Exercise details.
If a line of the records holds the word "missed", copy it out.

[Stored records]
= = = = =

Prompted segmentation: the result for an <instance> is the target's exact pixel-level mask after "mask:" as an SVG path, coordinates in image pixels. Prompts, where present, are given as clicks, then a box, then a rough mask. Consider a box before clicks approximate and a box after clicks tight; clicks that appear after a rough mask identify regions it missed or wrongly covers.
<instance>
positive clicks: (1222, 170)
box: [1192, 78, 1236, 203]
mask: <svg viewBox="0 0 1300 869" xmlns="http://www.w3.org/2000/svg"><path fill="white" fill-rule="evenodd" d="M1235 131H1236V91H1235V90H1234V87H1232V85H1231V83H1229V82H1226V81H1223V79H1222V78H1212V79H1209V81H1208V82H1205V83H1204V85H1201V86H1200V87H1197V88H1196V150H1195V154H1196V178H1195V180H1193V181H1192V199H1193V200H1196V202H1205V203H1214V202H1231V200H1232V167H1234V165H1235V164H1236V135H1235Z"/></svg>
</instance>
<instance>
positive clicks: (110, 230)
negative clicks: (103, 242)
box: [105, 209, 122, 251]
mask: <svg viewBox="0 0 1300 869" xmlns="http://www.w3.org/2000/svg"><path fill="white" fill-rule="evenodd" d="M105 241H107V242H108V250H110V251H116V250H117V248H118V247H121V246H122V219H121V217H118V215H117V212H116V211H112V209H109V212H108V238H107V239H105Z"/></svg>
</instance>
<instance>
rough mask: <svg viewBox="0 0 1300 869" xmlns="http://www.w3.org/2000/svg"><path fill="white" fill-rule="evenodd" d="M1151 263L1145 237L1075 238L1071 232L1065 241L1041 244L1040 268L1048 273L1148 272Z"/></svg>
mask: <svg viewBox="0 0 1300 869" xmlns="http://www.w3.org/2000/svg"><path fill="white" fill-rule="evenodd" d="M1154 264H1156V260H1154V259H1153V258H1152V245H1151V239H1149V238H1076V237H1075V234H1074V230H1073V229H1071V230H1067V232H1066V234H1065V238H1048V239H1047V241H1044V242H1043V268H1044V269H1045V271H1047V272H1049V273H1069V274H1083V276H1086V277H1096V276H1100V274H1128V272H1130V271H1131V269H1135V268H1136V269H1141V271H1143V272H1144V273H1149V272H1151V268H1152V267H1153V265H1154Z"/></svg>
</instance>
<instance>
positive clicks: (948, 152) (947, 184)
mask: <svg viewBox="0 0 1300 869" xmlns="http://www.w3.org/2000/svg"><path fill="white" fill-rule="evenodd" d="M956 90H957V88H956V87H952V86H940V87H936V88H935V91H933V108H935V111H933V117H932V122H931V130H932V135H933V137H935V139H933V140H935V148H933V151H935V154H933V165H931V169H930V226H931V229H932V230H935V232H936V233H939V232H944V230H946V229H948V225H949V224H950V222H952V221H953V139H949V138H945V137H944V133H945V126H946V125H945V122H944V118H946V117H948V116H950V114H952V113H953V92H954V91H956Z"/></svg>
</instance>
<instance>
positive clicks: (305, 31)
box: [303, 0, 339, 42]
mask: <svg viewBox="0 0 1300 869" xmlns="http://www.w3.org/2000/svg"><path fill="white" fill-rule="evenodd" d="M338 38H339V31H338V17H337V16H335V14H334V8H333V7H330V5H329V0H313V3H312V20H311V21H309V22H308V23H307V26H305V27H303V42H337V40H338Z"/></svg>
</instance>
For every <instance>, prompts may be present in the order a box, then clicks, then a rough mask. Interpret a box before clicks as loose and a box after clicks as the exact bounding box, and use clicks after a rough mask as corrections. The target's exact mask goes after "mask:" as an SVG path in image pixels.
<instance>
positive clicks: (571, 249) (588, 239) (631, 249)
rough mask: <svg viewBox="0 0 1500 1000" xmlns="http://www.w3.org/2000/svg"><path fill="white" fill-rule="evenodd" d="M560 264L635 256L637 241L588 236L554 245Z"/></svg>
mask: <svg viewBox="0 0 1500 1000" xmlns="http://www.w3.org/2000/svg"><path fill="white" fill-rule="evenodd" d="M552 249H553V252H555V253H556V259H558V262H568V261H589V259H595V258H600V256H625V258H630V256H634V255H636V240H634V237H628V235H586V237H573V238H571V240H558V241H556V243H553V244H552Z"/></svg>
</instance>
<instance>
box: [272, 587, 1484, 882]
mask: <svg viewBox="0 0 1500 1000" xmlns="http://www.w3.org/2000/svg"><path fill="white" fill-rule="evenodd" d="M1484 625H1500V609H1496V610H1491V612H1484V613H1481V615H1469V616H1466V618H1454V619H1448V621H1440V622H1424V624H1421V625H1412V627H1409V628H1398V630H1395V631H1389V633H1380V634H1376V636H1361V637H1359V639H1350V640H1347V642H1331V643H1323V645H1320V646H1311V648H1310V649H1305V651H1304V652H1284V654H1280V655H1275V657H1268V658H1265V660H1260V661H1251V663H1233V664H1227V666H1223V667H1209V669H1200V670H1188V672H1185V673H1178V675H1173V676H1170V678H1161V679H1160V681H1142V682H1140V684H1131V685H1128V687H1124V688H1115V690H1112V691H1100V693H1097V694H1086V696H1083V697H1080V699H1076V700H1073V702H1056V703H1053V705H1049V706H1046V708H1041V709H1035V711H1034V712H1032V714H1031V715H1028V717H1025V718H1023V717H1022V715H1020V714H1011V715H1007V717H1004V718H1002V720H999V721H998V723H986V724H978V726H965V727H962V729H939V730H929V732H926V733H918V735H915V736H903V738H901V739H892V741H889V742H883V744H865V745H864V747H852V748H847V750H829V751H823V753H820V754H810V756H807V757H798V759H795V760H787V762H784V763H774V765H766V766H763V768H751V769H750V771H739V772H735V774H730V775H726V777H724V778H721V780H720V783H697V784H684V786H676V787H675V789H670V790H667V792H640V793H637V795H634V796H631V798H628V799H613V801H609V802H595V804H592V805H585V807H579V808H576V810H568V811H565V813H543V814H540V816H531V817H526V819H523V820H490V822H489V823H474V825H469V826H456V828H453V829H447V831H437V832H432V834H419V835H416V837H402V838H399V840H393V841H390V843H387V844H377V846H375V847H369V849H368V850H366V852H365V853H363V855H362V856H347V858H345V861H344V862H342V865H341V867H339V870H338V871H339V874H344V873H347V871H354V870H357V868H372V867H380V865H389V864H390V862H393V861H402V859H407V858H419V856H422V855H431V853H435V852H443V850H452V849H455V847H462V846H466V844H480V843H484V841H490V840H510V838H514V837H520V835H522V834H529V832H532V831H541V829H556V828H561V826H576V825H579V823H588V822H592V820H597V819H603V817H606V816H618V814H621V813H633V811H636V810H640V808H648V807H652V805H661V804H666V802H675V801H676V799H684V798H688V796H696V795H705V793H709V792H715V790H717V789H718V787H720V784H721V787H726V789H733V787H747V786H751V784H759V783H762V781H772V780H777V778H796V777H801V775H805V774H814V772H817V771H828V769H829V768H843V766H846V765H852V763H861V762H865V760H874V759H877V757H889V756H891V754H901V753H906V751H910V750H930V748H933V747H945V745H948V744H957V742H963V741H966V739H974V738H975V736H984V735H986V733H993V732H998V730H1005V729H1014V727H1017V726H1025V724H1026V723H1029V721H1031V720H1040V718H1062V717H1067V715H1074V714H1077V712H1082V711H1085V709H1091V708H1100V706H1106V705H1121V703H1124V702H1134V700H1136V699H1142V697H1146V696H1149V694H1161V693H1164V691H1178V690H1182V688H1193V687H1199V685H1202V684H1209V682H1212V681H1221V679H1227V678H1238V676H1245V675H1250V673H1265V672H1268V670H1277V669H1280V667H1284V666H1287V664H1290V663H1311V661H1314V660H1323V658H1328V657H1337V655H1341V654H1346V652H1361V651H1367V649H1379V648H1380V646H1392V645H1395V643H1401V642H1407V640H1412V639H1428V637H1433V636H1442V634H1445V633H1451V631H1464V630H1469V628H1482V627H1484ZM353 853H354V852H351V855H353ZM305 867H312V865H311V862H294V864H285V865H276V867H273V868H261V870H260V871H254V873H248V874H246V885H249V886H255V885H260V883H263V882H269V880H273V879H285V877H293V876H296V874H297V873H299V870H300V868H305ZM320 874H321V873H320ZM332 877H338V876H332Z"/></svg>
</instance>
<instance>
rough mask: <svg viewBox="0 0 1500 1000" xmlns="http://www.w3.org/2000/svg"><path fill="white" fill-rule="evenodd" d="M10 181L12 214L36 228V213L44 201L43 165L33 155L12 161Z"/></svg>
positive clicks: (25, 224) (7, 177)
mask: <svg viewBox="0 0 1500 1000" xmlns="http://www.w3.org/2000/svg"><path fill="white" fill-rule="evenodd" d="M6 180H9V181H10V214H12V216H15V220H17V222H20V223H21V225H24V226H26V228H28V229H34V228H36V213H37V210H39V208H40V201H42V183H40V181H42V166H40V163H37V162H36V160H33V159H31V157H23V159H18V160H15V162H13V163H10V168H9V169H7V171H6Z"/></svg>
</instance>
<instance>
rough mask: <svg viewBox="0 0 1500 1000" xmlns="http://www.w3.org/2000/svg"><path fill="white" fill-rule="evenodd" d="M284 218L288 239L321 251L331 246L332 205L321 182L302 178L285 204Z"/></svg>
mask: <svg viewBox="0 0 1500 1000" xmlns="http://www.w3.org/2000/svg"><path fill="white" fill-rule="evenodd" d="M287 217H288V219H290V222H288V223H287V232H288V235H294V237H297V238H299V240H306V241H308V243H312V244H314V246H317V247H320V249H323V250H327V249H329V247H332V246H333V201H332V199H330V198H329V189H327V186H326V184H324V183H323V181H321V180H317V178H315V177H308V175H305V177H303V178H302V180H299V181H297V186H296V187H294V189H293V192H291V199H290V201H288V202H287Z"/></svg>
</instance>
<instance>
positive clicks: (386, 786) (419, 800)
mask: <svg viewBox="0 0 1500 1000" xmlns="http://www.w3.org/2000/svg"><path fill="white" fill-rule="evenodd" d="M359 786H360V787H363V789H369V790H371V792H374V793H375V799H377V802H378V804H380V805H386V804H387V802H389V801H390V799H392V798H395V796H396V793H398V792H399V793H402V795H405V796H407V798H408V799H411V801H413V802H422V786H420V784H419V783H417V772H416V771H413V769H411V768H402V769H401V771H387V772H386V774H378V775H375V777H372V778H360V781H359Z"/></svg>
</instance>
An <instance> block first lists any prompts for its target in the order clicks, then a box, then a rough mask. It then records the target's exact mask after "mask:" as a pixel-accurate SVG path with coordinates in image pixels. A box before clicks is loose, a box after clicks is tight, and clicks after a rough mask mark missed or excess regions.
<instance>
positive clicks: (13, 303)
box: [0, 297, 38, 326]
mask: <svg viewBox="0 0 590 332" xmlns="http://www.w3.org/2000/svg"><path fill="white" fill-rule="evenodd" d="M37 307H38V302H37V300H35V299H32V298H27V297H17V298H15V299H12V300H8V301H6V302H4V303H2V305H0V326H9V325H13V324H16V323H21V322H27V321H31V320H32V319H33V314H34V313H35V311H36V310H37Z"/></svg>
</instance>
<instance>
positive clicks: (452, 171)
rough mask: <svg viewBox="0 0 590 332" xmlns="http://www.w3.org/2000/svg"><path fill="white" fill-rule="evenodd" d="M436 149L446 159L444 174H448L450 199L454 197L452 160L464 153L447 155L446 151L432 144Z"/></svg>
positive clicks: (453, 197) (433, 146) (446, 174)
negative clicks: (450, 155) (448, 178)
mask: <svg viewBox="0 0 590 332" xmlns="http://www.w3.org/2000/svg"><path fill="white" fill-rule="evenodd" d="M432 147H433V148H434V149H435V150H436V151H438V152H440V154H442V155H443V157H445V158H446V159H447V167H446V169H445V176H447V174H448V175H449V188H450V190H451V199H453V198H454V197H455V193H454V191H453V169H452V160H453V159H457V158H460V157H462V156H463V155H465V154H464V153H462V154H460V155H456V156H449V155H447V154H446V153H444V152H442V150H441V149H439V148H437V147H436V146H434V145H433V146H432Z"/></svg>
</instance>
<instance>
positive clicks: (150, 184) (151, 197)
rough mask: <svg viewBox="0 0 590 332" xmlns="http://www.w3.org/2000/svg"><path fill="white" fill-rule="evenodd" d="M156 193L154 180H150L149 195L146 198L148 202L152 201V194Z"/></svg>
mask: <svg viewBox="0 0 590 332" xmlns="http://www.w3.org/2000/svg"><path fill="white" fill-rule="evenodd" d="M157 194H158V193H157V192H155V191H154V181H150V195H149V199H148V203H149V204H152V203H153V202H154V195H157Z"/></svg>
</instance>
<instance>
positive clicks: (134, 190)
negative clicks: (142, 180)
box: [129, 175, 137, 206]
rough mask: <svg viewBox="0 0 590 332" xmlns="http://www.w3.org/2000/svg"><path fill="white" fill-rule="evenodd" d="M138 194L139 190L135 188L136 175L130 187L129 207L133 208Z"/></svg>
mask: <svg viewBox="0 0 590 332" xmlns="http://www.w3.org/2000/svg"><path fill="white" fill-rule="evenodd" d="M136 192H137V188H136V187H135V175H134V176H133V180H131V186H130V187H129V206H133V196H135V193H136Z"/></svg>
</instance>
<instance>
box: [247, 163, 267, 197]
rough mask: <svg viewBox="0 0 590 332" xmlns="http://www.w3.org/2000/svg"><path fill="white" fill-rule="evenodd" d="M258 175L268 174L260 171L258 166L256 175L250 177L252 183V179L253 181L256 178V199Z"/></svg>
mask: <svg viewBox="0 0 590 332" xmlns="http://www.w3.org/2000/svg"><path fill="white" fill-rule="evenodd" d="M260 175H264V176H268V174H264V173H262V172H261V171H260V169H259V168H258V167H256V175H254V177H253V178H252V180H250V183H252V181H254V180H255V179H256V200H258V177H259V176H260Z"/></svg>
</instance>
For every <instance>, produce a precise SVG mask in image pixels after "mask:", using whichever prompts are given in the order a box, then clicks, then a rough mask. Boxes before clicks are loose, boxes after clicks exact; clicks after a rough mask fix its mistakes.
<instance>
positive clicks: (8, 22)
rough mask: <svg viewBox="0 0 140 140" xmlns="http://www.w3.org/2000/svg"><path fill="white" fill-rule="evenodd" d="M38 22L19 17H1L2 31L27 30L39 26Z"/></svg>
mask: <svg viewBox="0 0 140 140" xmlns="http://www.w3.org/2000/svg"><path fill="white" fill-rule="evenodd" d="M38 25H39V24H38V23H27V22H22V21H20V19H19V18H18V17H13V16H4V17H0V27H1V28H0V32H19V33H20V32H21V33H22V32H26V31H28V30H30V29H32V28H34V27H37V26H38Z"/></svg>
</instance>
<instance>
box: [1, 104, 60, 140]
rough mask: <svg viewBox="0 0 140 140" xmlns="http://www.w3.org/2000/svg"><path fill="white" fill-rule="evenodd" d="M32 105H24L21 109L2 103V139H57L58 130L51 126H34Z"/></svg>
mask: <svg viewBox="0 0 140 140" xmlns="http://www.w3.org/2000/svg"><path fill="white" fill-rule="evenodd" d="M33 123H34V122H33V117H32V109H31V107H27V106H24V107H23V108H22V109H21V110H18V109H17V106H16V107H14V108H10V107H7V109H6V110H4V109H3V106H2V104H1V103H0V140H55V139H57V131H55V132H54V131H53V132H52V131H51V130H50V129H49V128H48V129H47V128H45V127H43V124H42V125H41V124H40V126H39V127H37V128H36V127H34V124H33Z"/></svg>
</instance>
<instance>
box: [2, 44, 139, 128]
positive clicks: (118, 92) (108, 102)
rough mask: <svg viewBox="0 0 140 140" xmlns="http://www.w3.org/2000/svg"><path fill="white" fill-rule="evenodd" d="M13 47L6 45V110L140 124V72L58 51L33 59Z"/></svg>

= = = = =

Your solution.
Prompted segmentation: the result for an <instance> is the target's exact pixel-level mask after "mask:" as an SVG path, coordinates in image pixels. Prompts, where present, are given as clicks, then a box, then a rough mask. Consider a box before clicks approximate and a box after clicks tight; clicks that appear after a rough mask identify regions it missed or wrongly covers.
An <instance> block first lists any prompts for its target in the order clicks, then a box, then a rough mask. It then records the target's exact mask after "mask:" as a pixel-accurate SVG path with coordinates in image pixels. A box before clicks is loose, a box after clicks is tight, and clicks after a rough mask mark missed or excess regions.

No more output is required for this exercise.